- [SET EXERCISE 1]: Can you transcribe everything in the patch below from "# User-Facing Changes" down to "insertions(+), 162 deletions(-)"?

- [SOURCE EXTRACT]:
════════
From c19944f2916e023ef2325331ebedd4d36be5a46e Mon Sep 17 00:00:00 2001
From: Ian Manske <ian.manske@pm.me>
Date: Fri, 19 Jul 2024 04:16:09 +0000
Subject: [PATCH 03/14] Refactor `window` (#13401)

# Description
Following from #13377, this PR refactors the related `window` command.
In the case where `window` should behave exactly like `chunks`, it now
reuses the same code that `chunks` does. Otherwise, the other cases have
been rewritten and have resulted in a performance increase:

| window size | stride | old time (ms) | new time (ms) |
| -----------:| ------:| -------------:| -------------:|
| 20          | 1      | 757           | 722           |
| 2           | 1      | 364           | 333           |
| 1           | 1      | 343           | 293           |
| 20          | 20     | 90            | 63            |
| 2           | 2      | 215           | 175           |
| 20          | 30     | 74            | 60            |
| 2           | 4      | 141           | 110           |


# User-Facing Changes
`window` will now error if the window size or stride is 0, which is
technically a breaking change.
---
 crates/nu-command/src/filters/chunks.rs    |  48 ++--
 crates/nu-command/src/filters/window.rs    | 307 +++++++++++----------
 crates/nu-command/tests/commands/mod.rs    |   1 +
 crates/nu-command/tests/commands/window.rs | 103 +++++++
 4 files changed, 297 insertions(+), 162 deletions(-)
 create mode 100644 crates/nu-command/tests/commands/window.rs

diff --git a/crates/nu-command/src/filters/chunks.rs b/crates/nu-command/src/filters/chunks.rs
index 11a59c2aa9..68d682ecd1 100644
--- a/crates/nu-command/src/filters/chunks.rs
+++ b/crates/nu-command/src/filters/chunks.rs
@@ -1,5 +1,6 @@
 use nu_engine::command_prelude::*;
 use nu_protocol::ListStream;
+use std::num::NonZeroUsize;
 
 #[derive(Clone)]
 pub struct Chunks;
@@ -89,26 +90,33 @@ impl Command for Chunks {
                 span: chunk_size.span(),
             })?;
 
-        if size == 0 {
-            return Err(ShellError::IncorrectValue {
-                msg: "`chunk_size` cannot be zero".into(),
-                val_span: chunk_size.span(),
-                call_span: head,
-            });
-        }
+        let size = NonZeroUsize::try_from(size).map_err(|_| ShellError::IncorrectValue {
+            msg: "`chunk_size` cannot be zero".into(),
+            val_span: chunk_size.span(),
+            call_span: head,
+        })?;
 
-        match input {
-            PipelineData::Value(Value::List { vals, .. }, metadata) => {
-                let chunks = ChunksIter::new(vals, size, head);
-                let stream = ListStream::new(chunks, head, engine_state.signals().clone());
-                Ok(PipelineData::ListStream(stream, metadata))
════════
- [LISTING]:
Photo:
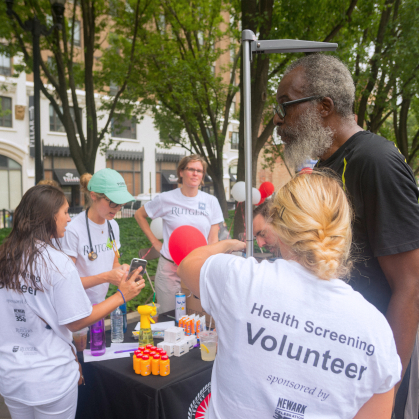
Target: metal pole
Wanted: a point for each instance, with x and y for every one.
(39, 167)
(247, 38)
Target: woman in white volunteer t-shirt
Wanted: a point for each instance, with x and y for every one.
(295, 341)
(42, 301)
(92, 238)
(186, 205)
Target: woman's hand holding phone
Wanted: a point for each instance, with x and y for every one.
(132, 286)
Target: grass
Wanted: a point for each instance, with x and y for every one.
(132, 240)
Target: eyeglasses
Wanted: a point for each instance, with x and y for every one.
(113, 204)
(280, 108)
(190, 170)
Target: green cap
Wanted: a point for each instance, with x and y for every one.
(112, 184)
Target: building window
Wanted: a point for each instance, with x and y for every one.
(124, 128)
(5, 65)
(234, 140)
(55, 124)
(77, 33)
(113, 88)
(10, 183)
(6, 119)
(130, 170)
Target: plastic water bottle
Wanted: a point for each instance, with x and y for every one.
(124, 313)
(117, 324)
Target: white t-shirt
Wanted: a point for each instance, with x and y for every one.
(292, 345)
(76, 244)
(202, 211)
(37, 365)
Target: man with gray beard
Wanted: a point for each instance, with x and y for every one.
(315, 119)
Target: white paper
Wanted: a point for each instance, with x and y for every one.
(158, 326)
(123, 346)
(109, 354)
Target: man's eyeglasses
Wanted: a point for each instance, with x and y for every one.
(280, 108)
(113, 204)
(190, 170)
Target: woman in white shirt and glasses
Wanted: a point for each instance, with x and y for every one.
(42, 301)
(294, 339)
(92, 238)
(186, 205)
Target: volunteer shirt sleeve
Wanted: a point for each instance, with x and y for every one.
════════
- [SET EXERCISE 2]: Which lines of the records above contain the word "woman"? Show each of them in full.

- [TASK RESULT 1]:
# User-Facing Changes
`window` will now error if the window size or stride is 0, which is
technically a breaking change.
---
 crates/nu-command/src/filters/chunks.rs    |  48 ++--
 crates/nu-command/src/filters/window.rs    | 307 +++++++++++----------
 crates/nu-command/tests/commands/mod.rs    |   1 +
 crates/nu-command/tests/commands/window.rs | 103 +++++++
 4 files changed, 297 insertions(+), 162 deletions(-)

- [TASK RESULT 2]:
Target: woman in white volunteer t-shirt
Target: woman's hand holding phone
Target: woman in white shirt and glasses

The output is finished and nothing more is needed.